Records:
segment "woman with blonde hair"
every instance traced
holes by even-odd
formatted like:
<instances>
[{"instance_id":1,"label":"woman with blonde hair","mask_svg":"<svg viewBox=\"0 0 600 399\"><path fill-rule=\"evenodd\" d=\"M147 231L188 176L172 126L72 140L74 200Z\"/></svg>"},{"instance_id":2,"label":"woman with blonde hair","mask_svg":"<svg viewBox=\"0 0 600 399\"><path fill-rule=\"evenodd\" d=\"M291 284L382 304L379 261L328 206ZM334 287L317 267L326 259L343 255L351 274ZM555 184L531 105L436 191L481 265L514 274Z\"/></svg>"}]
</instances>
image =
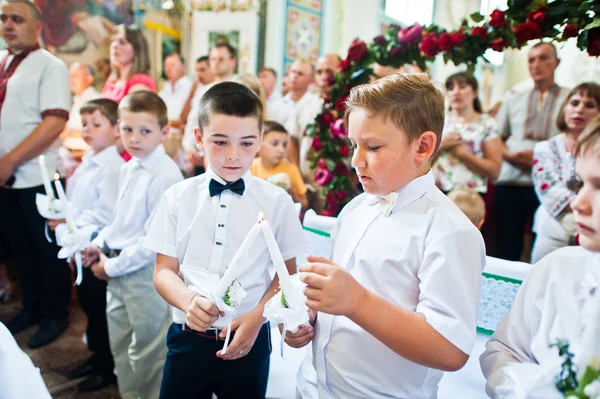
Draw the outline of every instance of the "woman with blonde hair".
<instances>
[{"instance_id":1,"label":"woman with blonde hair","mask_svg":"<svg viewBox=\"0 0 600 399\"><path fill-rule=\"evenodd\" d=\"M600 85L589 82L575 87L563 102L556 125L563 132L536 144L533 150L533 186L540 200L531 251L535 263L550 252L572 244L577 226L570 203L577 195L575 150L577 139L600 112Z\"/></svg>"},{"instance_id":2,"label":"woman with blonde hair","mask_svg":"<svg viewBox=\"0 0 600 399\"><path fill-rule=\"evenodd\" d=\"M148 42L137 25L118 25L110 44L112 72L102 97L117 103L134 91L156 92L150 73Z\"/></svg>"}]
</instances>

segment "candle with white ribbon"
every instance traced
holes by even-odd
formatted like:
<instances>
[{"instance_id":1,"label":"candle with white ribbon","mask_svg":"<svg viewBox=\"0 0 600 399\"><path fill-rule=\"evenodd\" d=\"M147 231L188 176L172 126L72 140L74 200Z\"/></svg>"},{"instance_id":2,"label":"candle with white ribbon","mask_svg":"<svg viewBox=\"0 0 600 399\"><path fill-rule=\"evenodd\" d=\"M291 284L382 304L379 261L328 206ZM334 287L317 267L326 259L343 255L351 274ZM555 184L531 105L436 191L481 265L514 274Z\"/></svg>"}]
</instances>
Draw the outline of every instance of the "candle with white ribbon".
<instances>
[{"instance_id":1,"label":"candle with white ribbon","mask_svg":"<svg viewBox=\"0 0 600 399\"><path fill-rule=\"evenodd\" d=\"M233 259L229 263L229 266L225 270L223 277L217 283L217 287L215 288L215 297L223 298L227 293L227 289L233 281L237 278L240 273L240 259L244 256L248 255L250 248L254 245L254 241L256 241L256 237L260 234L260 224L257 222L250 232L242 242L242 245L238 248L235 255L233 255Z\"/></svg>"},{"instance_id":2,"label":"candle with white ribbon","mask_svg":"<svg viewBox=\"0 0 600 399\"><path fill-rule=\"evenodd\" d=\"M277 241L275 241L271 226L269 226L269 222L266 220L263 220L260 225L262 227L263 235L265 236L269 254L271 255L271 260L275 266L275 271L279 276L279 286L281 287L281 291L283 292L283 295L285 295L289 307L291 309L296 309L298 304L296 303L296 296L294 295L294 286L292 285L290 274L285 265L285 261L283 260L283 255L281 255Z\"/></svg>"},{"instance_id":3,"label":"candle with white ribbon","mask_svg":"<svg viewBox=\"0 0 600 399\"><path fill-rule=\"evenodd\" d=\"M73 231L75 229L73 209L71 208L71 204L69 204L69 201L67 201L67 194L65 194L65 190L63 189L62 183L60 182L60 175L58 173L54 175L54 186L56 187L56 192L58 193L58 199L60 200L60 204L65 215L67 226L69 226L69 229Z\"/></svg>"},{"instance_id":4,"label":"candle with white ribbon","mask_svg":"<svg viewBox=\"0 0 600 399\"><path fill-rule=\"evenodd\" d=\"M48 196L48 202L50 203L52 200L54 200L54 191L52 191L52 186L50 185L50 178L48 177L48 169L46 169L46 160L43 155L39 156L38 163L40 165L40 173L42 174L42 182L44 183L44 190L46 191L46 195Z\"/></svg>"}]
</instances>

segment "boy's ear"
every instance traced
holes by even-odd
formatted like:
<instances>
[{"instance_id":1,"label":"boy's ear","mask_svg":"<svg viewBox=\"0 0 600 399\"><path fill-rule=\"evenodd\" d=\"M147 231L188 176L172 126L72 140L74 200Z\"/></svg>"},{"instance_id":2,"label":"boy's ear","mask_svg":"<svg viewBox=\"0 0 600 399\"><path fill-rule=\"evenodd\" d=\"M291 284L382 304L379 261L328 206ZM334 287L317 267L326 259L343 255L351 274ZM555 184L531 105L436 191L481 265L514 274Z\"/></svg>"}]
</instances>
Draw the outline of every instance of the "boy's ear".
<instances>
[{"instance_id":1,"label":"boy's ear","mask_svg":"<svg viewBox=\"0 0 600 399\"><path fill-rule=\"evenodd\" d=\"M202 135L202 129L199 127L194 128L194 137L196 137L196 147L198 150L204 149L204 136Z\"/></svg>"},{"instance_id":2,"label":"boy's ear","mask_svg":"<svg viewBox=\"0 0 600 399\"><path fill-rule=\"evenodd\" d=\"M166 125L160 131L160 141L165 141L169 137L169 125Z\"/></svg>"},{"instance_id":3,"label":"boy's ear","mask_svg":"<svg viewBox=\"0 0 600 399\"><path fill-rule=\"evenodd\" d=\"M419 146L417 148L417 156L415 160L418 163L429 161L435 152L435 146L437 144L436 134L428 130L421 133L417 141Z\"/></svg>"}]
</instances>

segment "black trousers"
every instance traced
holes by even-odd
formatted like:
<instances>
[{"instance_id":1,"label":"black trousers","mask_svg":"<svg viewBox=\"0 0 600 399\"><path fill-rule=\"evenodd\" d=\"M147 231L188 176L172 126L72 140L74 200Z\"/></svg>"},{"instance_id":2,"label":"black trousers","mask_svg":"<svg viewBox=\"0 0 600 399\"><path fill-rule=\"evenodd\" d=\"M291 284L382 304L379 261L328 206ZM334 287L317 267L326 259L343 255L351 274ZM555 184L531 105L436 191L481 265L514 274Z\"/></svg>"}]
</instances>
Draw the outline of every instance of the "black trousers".
<instances>
[{"instance_id":1,"label":"black trousers","mask_svg":"<svg viewBox=\"0 0 600 399\"><path fill-rule=\"evenodd\" d=\"M266 323L250 353L237 360L222 360L216 356L223 349L222 340L201 337L172 324L160 397L211 399L215 393L219 399L264 399L271 354L269 334Z\"/></svg>"},{"instance_id":2,"label":"black trousers","mask_svg":"<svg viewBox=\"0 0 600 399\"><path fill-rule=\"evenodd\" d=\"M35 196L44 187L0 188L0 240L5 251L0 259L16 258L23 293L23 310L45 319L68 316L71 272L59 247L44 233L46 219L37 211ZM8 253L6 253L8 252Z\"/></svg>"},{"instance_id":3,"label":"black trousers","mask_svg":"<svg viewBox=\"0 0 600 399\"><path fill-rule=\"evenodd\" d=\"M521 259L525 226L533 223L539 205L533 187L497 185L494 188L498 257L512 261Z\"/></svg>"},{"instance_id":4,"label":"black trousers","mask_svg":"<svg viewBox=\"0 0 600 399\"><path fill-rule=\"evenodd\" d=\"M79 305L88 318L85 334L92 362L98 374L113 374L115 364L110 351L108 324L106 322L106 281L94 276L91 269L83 268L83 280L77 287Z\"/></svg>"}]
</instances>

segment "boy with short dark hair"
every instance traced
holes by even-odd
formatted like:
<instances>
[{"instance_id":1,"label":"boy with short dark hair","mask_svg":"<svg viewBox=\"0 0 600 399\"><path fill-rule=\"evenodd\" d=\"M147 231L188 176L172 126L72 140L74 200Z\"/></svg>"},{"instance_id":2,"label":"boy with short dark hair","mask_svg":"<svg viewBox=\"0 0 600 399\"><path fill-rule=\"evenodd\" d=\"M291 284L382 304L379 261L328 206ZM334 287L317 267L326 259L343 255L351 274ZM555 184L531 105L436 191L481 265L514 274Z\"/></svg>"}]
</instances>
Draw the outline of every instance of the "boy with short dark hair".
<instances>
[{"instance_id":1,"label":"boy with short dark hair","mask_svg":"<svg viewBox=\"0 0 600 399\"><path fill-rule=\"evenodd\" d=\"M433 398L472 349L485 263L431 172L444 95L427 75L392 75L354 88L345 118L365 193L338 218L332 260L300 267L312 325L286 342L314 340L319 398Z\"/></svg>"},{"instance_id":2,"label":"boy with short dark hair","mask_svg":"<svg viewBox=\"0 0 600 399\"><path fill-rule=\"evenodd\" d=\"M271 348L262 314L279 280L269 274L262 236L240 259L236 279L247 297L237 308L226 353L227 322L206 298L225 270L236 266L230 262L259 213L272 226L290 273L304 249L290 196L249 171L261 142L262 113L260 99L238 83L219 83L204 94L195 136L210 167L170 188L148 229L144 245L158 253L155 286L173 305L161 398L265 397Z\"/></svg>"},{"instance_id":3,"label":"boy with short dark hair","mask_svg":"<svg viewBox=\"0 0 600 399\"><path fill-rule=\"evenodd\" d=\"M85 264L108 281L106 315L122 397L158 396L169 307L152 283L156 253L141 239L162 194L183 176L165 153L167 107L149 91L119 104L119 128L132 155L123 165L114 215L86 250ZM95 262L95 263L94 263Z\"/></svg>"}]
</instances>

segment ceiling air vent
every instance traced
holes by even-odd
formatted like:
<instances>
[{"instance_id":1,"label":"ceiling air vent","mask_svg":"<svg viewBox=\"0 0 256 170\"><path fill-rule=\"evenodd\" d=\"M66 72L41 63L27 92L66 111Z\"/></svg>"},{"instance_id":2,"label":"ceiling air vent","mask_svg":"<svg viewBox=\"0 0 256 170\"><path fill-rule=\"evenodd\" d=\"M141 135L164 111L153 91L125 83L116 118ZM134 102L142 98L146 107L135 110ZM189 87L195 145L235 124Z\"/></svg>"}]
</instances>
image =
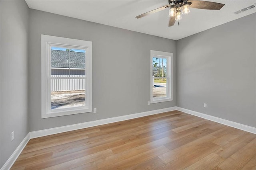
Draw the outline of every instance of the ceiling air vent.
<instances>
[{"instance_id":1,"label":"ceiling air vent","mask_svg":"<svg viewBox=\"0 0 256 170\"><path fill-rule=\"evenodd\" d=\"M239 10L239 11L237 11L236 12L235 12L235 14L238 14L239 13L240 13L242 12L242 11Z\"/></svg>"},{"instance_id":2,"label":"ceiling air vent","mask_svg":"<svg viewBox=\"0 0 256 170\"><path fill-rule=\"evenodd\" d=\"M256 4L255 4L255 5L256 5ZM243 8L241 10L239 10L239 11L237 11L236 12L234 12L235 14L238 14L239 13L240 13L242 12L244 12L245 11L247 11L248 10L250 10L252 8L254 8L255 7L255 6L254 5L252 5L250 6L249 6L247 8Z\"/></svg>"},{"instance_id":3,"label":"ceiling air vent","mask_svg":"<svg viewBox=\"0 0 256 170\"><path fill-rule=\"evenodd\" d=\"M243 8L242 10L241 10L243 12L245 11L247 11L247 10L248 10L248 9L246 8Z\"/></svg>"},{"instance_id":4,"label":"ceiling air vent","mask_svg":"<svg viewBox=\"0 0 256 170\"><path fill-rule=\"evenodd\" d=\"M254 6L254 5L251 5L250 6L248 6L248 7L247 7L247 8L249 9L249 10L250 9L252 9L253 8L254 8L255 7L255 6Z\"/></svg>"}]
</instances>

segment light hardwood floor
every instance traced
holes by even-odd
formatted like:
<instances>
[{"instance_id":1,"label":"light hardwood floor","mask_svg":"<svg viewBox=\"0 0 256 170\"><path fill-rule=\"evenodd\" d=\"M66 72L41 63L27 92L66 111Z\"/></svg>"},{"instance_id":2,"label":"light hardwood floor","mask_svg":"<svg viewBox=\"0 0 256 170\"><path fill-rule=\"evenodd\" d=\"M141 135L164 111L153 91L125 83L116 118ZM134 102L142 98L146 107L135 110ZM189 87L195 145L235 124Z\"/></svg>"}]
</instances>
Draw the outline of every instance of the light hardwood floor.
<instances>
[{"instance_id":1,"label":"light hardwood floor","mask_svg":"<svg viewBox=\"0 0 256 170\"><path fill-rule=\"evenodd\" d=\"M30 139L11 169L255 170L256 135L177 111Z\"/></svg>"}]
</instances>

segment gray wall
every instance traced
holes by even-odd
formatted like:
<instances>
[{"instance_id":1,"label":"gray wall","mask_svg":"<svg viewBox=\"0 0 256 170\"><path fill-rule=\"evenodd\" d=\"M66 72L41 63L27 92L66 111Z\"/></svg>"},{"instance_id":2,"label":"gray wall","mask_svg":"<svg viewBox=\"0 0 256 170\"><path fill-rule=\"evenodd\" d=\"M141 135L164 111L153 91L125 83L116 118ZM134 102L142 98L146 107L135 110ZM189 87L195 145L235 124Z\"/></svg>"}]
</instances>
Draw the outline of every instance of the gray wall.
<instances>
[{"instance_id":1,"label":"gray wall","mask_svg":"<svg viewBox=\"0 0 256 170\"><path fill-rule=\"evenodd\" d=\"M177 106L256 127L256 18L177 41Z\"/></svg>"},{"instance_id":2,"label":"gray wall","mask_svg":"<svg viewBox=\"0 0 256 170\"><path fill-rule=\"evenodd\" d=\"M29 132L29 9L24 1L0 3L2 167Z\"/></svg>"},{"instance_id":3,"label":"gray wall","mask_svg":"<svg viewBox=\"0 0 256 170\"><path fill-rule=\"evenodd\" d=\"M30 10L29 119L30 131L175 106L150 100L150 50L173 53L176 41ZM92 41L93 107L97 113L41 119L41 35Z\"/></svg>"}]
</instances>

Task prompt:
Retype nothing except the lines from the line holding "segment gray wall" through the last line of the entries, both included.

Exercise solution:
segment gray wall
every instance traced
holes by even-odd
formatted like:
<instances>
[{"instance_id":1,"label":"gray wall","mask_svg":"<svg viewBox=\"0 0 256 170\"><path fill-rule=\"evenodd\" d=\"M66 72L41 63L27 92L66 111Z\"/></svg>"},{"instance_id":2,"label":"gray wall","mask_svg":"<svg viewBox=\"0 0 256 170\"><path fill-rule=\"evenodd\" d=\"M141 135L164 111L153 91L125 83L116 118ZM134 102L142 98L146 107L135 110ZM189 87L195 145L235 124Z\"/></svg>"}]
</instances>
Draw the outline of every instance of the gray wall.
<instances>
[{"instance_id":1,"label":"gray wall","mask_svg":"<svg viewBox=\"0 0 256 170\"><path fill-rule=\"evenodd\" d=\"M177 106L256 127L256 18L177 41Z\"/></svg>"},{"instance_id":2,"label":"gray wall","mask_svg":"<svg viewBox=\"0 0 256 170\"><path fill-rule=\"evenodd\" d=\"M29 132L29 9L24 1L0 3L2 167Z\"/></svg>"},{"instance_id":3,"label":"gray wall","mask_svg":"<svg viewBox=\"0 0 256 170\"><path fill-rule=\"evenodd\" d=\"M30 10L29 119L30 131L175 106L150 100L150 50L173 53L176 41ZM92 41L93 107L97 113L41 119L41 35Z\"/></svg>"}]
</instances>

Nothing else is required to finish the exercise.